- EXERCISE DESCRIPTION -
Find the line that contains "Indicate the window with". Output it and every line after it to the end of the records, exactly as they appear.

+++ INFORMATION SHOWN +++

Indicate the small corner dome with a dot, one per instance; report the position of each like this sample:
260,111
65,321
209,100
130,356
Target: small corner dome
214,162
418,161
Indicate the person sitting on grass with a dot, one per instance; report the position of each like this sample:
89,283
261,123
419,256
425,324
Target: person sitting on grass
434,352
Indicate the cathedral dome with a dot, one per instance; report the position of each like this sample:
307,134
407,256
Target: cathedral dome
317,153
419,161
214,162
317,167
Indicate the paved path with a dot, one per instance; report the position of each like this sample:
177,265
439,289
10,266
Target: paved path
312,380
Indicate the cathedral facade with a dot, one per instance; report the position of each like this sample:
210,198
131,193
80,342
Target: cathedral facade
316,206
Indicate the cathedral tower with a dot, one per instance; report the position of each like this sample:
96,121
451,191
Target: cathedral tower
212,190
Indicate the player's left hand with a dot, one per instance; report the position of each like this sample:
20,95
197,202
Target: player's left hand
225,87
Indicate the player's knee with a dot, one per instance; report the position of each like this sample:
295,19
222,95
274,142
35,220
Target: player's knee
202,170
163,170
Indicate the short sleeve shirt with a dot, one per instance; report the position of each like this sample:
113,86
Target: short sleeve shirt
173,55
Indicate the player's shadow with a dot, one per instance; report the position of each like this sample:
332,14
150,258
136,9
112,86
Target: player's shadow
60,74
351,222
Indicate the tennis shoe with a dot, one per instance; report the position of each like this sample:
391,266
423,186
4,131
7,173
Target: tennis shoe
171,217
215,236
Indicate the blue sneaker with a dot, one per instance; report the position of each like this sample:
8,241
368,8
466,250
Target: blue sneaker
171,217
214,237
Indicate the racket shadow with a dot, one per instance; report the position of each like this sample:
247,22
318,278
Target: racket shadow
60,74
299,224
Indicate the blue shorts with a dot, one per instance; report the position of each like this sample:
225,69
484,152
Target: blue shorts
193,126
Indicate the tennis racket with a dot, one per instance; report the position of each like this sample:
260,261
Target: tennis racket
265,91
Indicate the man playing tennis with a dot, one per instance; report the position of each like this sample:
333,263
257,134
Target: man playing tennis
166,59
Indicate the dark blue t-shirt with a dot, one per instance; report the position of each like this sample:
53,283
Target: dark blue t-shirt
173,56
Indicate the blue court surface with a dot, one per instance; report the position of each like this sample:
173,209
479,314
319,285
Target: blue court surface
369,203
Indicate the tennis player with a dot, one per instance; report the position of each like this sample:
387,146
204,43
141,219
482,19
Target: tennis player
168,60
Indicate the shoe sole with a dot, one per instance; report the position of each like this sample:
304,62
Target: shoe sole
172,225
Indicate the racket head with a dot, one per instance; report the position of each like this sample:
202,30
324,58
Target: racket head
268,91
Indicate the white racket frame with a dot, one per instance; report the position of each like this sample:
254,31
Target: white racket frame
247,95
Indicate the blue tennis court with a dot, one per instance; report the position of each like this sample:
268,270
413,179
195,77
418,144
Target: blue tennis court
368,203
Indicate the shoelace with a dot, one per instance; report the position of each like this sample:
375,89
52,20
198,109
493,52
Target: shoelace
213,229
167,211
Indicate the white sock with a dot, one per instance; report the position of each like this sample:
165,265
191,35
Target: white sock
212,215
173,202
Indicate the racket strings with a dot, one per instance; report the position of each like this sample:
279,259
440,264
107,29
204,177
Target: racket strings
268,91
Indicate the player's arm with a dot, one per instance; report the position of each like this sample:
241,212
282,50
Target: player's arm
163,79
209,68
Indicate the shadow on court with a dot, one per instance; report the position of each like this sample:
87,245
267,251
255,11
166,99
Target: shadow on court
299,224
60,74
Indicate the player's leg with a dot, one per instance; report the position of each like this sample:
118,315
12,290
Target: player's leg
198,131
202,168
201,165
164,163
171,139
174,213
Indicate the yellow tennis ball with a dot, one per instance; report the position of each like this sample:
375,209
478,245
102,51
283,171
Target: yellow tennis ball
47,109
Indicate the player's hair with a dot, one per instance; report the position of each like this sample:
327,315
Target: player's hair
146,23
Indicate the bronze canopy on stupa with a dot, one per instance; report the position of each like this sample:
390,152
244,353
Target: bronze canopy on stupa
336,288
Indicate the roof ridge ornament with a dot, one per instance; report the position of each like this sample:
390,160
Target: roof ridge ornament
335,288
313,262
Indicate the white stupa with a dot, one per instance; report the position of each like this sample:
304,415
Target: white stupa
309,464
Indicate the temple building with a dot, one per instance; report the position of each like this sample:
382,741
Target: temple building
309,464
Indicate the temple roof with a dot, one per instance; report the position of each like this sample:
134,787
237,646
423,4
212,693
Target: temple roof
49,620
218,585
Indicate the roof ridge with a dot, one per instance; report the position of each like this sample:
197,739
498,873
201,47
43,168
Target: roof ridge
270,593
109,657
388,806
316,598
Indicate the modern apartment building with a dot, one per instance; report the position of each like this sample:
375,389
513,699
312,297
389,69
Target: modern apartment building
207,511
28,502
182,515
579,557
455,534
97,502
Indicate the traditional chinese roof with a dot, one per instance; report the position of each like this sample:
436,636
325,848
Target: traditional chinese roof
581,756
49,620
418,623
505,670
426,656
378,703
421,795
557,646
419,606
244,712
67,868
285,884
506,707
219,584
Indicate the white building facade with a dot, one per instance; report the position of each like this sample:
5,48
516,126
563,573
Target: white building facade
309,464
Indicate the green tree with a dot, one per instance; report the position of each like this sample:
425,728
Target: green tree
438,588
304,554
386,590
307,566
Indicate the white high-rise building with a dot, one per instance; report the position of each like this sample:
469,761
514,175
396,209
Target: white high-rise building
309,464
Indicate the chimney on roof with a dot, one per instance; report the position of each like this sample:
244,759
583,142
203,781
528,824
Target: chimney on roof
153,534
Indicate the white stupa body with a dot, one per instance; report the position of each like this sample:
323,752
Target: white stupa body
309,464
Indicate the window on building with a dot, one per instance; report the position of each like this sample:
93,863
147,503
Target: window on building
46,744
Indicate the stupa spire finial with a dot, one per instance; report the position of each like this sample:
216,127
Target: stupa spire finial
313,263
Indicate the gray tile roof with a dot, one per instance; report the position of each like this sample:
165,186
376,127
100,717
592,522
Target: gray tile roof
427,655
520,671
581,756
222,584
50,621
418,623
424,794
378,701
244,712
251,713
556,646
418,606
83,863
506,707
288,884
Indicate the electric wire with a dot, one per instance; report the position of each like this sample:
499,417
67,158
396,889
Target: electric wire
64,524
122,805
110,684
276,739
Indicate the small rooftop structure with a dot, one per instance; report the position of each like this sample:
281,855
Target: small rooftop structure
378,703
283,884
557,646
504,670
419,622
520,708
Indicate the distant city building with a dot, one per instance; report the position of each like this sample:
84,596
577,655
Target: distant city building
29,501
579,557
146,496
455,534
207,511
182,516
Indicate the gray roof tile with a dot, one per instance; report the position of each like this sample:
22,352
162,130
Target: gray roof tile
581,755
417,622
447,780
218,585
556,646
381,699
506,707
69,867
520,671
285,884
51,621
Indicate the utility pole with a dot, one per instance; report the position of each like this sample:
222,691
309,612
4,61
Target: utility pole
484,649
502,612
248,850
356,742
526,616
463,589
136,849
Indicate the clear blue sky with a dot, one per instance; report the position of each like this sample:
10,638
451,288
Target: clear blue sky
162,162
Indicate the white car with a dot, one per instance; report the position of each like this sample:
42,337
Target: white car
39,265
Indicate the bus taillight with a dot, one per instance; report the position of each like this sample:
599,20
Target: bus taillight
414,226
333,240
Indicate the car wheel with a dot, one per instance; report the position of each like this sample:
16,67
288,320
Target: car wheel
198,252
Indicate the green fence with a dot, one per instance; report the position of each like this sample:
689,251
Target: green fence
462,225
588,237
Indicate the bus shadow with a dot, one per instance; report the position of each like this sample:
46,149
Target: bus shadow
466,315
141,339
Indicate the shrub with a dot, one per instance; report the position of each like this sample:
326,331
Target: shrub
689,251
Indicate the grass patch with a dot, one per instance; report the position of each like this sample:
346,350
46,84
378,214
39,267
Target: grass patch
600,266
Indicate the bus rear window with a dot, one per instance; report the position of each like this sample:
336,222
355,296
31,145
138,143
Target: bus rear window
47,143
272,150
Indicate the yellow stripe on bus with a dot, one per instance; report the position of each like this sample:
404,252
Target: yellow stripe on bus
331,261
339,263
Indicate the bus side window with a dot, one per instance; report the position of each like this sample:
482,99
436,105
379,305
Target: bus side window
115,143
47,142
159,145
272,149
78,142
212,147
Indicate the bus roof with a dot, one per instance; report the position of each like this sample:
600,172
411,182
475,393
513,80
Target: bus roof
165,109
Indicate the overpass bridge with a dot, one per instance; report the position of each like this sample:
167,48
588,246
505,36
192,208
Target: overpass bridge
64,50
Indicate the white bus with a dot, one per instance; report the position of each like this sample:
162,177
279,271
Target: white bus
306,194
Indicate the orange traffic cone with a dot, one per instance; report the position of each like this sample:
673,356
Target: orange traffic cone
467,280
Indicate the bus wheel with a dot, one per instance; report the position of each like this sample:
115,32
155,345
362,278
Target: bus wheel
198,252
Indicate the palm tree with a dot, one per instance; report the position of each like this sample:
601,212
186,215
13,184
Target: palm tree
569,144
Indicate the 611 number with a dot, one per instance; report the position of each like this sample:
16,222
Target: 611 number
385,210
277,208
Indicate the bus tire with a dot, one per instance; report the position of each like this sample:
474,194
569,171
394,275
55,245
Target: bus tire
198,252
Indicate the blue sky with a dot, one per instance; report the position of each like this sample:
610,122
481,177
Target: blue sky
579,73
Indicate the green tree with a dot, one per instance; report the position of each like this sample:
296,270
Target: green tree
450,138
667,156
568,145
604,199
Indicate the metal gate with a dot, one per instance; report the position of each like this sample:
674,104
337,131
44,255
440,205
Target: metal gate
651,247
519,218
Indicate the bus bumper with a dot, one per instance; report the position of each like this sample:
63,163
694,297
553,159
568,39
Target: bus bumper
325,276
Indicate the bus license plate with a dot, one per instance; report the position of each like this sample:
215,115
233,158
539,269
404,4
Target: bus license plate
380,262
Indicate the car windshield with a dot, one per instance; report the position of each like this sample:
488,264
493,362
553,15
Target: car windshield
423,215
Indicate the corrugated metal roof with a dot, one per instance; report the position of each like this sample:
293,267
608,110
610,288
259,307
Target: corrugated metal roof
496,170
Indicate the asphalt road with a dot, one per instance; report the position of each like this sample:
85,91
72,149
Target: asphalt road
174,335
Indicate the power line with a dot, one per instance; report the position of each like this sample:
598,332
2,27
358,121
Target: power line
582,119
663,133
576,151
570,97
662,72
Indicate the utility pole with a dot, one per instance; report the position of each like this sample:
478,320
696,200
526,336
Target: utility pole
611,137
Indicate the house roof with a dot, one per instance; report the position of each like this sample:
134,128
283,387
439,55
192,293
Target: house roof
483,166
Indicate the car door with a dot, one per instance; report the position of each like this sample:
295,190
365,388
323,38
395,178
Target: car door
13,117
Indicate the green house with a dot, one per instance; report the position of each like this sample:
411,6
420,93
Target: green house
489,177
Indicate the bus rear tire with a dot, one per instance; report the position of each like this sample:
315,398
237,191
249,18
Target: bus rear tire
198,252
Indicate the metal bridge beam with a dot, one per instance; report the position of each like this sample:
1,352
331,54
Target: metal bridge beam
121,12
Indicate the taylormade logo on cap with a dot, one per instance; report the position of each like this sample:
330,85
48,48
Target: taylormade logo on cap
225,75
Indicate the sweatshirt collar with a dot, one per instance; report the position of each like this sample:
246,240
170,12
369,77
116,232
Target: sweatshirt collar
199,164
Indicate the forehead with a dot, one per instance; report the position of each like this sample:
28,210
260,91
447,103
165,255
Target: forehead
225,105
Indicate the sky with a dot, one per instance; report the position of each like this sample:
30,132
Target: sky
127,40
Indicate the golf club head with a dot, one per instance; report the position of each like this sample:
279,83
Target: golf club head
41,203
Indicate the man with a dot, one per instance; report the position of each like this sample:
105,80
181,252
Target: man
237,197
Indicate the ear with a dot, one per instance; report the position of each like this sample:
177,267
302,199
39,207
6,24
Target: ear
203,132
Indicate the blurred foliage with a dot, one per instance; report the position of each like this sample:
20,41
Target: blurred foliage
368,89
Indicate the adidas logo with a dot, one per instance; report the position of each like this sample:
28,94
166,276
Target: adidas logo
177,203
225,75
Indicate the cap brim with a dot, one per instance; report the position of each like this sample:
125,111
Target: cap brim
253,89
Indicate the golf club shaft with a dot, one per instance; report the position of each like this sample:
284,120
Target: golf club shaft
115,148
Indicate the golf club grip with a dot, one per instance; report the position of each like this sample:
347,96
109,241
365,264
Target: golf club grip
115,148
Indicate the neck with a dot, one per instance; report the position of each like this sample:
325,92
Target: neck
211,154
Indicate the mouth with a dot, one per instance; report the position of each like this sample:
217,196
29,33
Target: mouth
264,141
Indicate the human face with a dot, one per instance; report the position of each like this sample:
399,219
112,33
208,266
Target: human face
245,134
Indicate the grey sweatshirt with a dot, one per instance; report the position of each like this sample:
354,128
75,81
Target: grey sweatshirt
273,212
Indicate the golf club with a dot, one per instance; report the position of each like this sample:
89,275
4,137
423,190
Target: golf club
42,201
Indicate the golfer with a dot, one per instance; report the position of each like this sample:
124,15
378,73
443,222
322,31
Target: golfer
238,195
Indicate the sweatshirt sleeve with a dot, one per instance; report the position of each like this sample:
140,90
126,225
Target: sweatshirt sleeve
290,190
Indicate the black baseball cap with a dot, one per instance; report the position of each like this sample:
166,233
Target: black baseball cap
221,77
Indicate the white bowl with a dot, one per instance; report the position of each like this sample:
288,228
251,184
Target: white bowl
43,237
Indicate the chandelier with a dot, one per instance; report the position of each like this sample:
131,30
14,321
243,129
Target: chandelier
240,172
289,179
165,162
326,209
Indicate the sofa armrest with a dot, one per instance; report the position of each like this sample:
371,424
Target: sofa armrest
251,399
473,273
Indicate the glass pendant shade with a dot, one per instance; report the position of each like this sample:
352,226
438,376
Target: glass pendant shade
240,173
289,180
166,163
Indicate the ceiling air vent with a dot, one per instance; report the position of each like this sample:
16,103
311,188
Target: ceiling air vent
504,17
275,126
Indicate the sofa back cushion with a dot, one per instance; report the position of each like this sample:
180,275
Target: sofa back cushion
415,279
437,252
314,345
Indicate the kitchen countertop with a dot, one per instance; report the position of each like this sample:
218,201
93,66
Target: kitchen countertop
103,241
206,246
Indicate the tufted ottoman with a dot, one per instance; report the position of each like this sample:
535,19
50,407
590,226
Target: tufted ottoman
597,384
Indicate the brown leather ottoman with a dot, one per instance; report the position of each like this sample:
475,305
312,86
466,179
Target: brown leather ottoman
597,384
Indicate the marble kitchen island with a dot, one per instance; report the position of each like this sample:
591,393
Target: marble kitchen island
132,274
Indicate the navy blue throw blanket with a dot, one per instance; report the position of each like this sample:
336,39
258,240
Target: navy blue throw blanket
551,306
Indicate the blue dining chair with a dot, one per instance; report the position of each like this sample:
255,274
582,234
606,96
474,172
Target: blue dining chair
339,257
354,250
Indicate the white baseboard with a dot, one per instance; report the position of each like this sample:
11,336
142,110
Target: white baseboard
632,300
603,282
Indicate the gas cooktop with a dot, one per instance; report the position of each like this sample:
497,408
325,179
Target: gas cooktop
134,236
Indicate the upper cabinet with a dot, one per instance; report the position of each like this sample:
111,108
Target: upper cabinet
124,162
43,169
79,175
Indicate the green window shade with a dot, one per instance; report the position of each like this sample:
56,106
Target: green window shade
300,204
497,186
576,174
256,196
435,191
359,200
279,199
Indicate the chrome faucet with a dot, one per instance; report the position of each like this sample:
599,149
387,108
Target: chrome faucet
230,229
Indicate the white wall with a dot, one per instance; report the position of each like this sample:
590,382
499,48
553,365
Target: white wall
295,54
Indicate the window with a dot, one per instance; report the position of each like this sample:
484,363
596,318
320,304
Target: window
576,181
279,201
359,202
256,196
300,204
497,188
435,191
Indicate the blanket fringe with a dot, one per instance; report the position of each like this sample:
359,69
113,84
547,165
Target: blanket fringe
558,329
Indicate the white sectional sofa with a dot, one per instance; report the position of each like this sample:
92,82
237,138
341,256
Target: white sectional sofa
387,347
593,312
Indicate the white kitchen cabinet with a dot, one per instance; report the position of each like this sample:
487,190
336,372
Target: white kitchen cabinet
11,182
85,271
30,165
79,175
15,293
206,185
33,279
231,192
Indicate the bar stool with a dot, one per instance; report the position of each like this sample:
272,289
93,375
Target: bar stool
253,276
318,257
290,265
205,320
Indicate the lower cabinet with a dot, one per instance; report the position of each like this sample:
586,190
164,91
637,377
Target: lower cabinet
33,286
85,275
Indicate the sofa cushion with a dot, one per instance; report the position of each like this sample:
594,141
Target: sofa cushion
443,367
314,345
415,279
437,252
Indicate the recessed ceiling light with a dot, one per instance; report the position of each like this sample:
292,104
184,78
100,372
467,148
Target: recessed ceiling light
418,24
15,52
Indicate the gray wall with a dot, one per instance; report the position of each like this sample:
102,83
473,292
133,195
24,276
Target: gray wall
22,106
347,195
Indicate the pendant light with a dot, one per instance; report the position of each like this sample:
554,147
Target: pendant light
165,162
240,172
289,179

+++

- RESPONSE TO THE EXERCISE -
Indicate the window with a dot, one per instance; report the position of each like this sample:
484,363
596,318
320,304
Target: window
576,181
279,201
359,202
256,196
300,204
497,188
435,191
Indicate the blanket fringe with a dot, one per instance; report the position of each like this sample:
359,69
113,84
547,165
Target: blanket fringe
558,329
Indicate the white sectional sofa with a dot, one per instance; report the position of each like this sample:
92,82
237,138
341,256
Target: white sectional sofa
387,347
593,312
Indicate the white kitchen cabinet with a dot, one per instance; report the position of each like this sample:
487,190
336,372
Target: white kitchen cabinet
11,182
85,271
30,165
79,175
15,293
206,185
33,279
231,192
Indicate the bar stool with a dot, one per instance; report the position of each like this sample:
272,289
93,375
Target: bar stool
253,276
318,257
290,265
205,320
Indicate the lower cabinet with a dot, one per instance; report the position of each like this sample:
586,190
164,91
637,377
Target: lower cabinet
33,286
85,275
Indicate the sofa cushion with a dot, one per instance; report the position of each like this sample:
594,141
Target: sofa cushion
443,367
314,345
415,279
437,252
Indicate the recessed ceiling light with a dot, one per instance; report the position of each like this sample:
292,104
184,78
100,372
467,148
Target: recessed ceiling light
418,24
15,52
Indicate the gray wall with a dot, one per instance; report the position of each like this sample:
102,83
473,292
133,195
24,276
Target: gray wall
22,106
347,195
Indicate the pendant light with a dot, one per instance; report the position of each like this sample:
554,147
Target: pendant light
165,162
240,172
289,179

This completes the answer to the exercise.